Supplied information →
· · · · · · ·
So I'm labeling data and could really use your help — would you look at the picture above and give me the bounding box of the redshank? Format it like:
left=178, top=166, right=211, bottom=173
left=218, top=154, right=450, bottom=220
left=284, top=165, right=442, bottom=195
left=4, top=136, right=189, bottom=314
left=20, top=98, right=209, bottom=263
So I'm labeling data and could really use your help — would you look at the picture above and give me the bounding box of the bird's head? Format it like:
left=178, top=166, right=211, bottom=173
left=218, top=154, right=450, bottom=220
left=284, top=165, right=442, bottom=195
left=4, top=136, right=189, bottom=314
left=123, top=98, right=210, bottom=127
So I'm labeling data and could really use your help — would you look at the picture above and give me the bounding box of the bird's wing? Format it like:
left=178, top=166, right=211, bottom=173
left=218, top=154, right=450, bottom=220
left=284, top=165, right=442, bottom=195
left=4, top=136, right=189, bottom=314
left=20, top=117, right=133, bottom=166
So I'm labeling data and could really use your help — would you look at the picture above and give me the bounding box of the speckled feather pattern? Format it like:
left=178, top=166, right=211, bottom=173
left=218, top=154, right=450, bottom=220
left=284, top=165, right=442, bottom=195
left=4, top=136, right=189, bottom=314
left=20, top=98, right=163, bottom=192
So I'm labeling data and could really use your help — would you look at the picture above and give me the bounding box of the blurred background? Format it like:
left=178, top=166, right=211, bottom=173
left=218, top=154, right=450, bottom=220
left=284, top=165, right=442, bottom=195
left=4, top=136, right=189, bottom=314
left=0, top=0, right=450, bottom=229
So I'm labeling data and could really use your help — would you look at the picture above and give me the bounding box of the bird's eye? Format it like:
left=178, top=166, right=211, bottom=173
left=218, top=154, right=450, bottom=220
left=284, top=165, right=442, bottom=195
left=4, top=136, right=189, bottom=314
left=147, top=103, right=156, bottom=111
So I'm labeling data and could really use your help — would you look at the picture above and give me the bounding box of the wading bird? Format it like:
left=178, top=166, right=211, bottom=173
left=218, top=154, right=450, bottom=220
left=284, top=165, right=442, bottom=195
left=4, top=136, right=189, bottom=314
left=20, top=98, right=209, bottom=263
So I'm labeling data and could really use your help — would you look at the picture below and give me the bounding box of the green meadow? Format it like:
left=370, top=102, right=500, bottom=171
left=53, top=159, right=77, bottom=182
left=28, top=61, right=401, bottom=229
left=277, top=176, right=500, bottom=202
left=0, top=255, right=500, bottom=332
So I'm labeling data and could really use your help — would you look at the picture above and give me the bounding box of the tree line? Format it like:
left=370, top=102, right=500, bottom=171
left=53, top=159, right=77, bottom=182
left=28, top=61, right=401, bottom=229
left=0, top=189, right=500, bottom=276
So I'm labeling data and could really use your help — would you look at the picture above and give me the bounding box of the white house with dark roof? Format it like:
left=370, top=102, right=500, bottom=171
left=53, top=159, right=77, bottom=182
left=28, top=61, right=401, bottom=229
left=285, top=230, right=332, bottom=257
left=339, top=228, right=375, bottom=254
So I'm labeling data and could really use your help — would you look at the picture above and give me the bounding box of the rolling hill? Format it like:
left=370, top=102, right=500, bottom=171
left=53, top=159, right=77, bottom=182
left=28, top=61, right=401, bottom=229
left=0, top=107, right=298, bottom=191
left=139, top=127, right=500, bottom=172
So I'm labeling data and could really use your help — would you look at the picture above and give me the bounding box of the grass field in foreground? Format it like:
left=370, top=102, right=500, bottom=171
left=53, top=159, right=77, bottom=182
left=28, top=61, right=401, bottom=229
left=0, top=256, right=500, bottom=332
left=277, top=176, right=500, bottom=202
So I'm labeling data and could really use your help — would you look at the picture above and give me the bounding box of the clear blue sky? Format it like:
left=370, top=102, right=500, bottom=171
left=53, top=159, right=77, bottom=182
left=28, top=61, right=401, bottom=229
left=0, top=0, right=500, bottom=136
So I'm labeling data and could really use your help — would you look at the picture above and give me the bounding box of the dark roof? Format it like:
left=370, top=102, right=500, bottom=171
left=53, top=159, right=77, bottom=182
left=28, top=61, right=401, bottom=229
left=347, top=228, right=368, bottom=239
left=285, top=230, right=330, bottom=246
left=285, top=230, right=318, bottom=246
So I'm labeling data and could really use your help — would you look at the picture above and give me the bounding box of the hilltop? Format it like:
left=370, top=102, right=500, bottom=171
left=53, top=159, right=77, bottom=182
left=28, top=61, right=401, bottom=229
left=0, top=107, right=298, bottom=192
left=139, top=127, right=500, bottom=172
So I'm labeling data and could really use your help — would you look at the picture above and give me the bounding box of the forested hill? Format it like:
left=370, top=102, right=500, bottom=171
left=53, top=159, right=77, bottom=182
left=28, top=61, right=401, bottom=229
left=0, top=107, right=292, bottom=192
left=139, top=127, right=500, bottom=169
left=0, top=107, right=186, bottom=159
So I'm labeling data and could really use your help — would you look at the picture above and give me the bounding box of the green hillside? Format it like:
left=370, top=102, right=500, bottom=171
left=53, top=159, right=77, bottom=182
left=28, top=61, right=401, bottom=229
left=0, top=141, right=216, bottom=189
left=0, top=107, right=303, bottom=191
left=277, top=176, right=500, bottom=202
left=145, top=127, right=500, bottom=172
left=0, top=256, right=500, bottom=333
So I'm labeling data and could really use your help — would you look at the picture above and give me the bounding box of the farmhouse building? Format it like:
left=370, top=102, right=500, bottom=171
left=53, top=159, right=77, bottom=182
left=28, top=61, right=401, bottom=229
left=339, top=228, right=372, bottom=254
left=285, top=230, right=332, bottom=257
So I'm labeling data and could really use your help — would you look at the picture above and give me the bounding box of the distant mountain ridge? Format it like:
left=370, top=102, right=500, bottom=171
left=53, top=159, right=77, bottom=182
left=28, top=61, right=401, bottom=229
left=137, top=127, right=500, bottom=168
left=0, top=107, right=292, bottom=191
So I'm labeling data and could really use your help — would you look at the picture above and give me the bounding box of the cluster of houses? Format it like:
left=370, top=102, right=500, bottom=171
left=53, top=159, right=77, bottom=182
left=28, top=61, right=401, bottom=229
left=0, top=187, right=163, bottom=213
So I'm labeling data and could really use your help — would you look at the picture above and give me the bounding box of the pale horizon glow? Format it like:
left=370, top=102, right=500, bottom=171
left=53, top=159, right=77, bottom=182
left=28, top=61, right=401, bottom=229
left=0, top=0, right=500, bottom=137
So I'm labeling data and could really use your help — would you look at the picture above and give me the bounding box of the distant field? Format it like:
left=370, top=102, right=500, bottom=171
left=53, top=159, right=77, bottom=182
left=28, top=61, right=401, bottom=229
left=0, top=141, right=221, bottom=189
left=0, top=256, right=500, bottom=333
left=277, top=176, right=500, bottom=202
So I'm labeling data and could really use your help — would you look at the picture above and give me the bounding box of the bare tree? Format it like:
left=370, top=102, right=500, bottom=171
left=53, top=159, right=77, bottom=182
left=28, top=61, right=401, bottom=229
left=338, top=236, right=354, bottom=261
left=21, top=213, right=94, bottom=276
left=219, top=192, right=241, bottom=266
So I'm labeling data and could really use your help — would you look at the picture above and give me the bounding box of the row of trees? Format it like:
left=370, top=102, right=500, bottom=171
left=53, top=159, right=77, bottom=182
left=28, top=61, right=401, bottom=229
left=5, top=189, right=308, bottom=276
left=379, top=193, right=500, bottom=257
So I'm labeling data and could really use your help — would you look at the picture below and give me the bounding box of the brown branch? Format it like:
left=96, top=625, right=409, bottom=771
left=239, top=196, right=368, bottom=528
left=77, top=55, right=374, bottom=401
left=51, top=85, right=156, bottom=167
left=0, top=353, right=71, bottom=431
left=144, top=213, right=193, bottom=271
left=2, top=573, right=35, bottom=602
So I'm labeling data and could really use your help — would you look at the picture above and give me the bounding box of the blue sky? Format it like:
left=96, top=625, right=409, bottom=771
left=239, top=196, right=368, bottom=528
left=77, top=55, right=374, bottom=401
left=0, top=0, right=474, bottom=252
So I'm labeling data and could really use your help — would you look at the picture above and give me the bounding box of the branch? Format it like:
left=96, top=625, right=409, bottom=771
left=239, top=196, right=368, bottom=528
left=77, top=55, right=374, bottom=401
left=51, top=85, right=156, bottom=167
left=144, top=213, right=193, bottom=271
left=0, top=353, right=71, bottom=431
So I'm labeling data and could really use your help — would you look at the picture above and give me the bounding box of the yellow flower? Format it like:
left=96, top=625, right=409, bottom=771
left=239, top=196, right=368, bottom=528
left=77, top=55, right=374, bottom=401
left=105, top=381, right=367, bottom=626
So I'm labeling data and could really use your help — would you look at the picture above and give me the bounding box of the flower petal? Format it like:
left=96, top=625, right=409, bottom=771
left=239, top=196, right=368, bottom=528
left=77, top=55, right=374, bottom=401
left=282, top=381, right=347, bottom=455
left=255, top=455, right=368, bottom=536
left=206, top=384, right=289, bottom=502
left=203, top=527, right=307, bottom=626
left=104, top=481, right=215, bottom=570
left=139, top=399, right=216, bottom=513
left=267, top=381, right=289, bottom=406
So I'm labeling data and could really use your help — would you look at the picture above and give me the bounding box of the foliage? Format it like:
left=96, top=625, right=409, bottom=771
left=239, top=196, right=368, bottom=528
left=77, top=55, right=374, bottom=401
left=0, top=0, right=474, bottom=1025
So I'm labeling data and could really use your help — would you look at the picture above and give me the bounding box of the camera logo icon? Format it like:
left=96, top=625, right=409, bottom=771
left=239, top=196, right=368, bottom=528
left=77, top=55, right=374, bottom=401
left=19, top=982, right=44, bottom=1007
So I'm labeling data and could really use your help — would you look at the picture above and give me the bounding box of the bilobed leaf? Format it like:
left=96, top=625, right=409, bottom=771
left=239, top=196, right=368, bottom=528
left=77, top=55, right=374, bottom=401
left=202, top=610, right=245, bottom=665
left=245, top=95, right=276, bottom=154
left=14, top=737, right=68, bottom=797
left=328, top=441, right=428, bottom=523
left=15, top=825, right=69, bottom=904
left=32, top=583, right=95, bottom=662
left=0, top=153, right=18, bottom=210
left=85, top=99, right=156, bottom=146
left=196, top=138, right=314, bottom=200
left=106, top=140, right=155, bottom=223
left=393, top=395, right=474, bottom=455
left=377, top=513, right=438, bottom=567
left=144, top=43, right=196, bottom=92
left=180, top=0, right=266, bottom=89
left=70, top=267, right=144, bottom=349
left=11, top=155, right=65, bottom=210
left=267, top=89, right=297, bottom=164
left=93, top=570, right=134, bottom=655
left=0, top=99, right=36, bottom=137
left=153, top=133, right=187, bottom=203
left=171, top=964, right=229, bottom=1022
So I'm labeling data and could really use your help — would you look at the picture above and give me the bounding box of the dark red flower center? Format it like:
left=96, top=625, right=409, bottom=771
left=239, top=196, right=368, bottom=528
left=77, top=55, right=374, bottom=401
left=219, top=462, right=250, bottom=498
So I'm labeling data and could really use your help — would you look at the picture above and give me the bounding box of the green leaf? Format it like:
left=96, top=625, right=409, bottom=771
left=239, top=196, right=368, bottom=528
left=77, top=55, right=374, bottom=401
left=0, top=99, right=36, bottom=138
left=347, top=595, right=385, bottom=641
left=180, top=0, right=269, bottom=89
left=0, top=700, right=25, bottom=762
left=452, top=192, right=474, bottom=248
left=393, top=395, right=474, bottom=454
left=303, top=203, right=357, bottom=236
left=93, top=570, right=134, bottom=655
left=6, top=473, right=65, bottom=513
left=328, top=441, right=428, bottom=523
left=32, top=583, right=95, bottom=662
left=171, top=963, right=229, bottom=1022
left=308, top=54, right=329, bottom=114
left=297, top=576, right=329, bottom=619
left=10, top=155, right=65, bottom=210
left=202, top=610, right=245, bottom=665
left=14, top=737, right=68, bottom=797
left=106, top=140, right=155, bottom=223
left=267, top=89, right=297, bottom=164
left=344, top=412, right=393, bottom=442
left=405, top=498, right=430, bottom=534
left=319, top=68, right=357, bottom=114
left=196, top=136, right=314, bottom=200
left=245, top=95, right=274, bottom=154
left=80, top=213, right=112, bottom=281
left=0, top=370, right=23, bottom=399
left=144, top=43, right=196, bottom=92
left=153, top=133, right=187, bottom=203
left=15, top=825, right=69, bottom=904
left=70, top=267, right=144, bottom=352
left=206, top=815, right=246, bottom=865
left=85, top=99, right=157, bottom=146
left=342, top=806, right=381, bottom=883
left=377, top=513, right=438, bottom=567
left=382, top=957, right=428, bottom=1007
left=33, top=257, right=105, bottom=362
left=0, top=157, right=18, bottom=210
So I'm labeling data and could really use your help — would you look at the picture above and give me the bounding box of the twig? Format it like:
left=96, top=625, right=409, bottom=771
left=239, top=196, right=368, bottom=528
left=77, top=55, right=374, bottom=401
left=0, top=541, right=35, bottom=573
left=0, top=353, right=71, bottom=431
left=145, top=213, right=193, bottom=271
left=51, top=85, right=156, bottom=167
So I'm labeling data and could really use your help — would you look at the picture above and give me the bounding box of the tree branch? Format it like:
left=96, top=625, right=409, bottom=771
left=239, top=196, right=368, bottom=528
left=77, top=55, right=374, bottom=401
· · · · · · ·
The exercise → Reproduce the part of the material above that opens with the line containing "the bird's eye?" and closes with the line containing "left=147, top=103, right=156, bottom=111", both included, and output only those lines. Add 65 to every bounding-box coordinate in the answers, leaving the requests and their format samples as they are.

Task output →
So I'm labeling data and could really use your help — would you look at the picture above and give me the bounding box of the bird's eye? Format it like:
left=178, top=166, right=211, bottom=173
left=218, top=154, right=450, bottom=220
left=284, top=165, right=442, bottom=195
left=4, top=136, right=189, bottom=314
left=212, top=168, right=221, bottom=176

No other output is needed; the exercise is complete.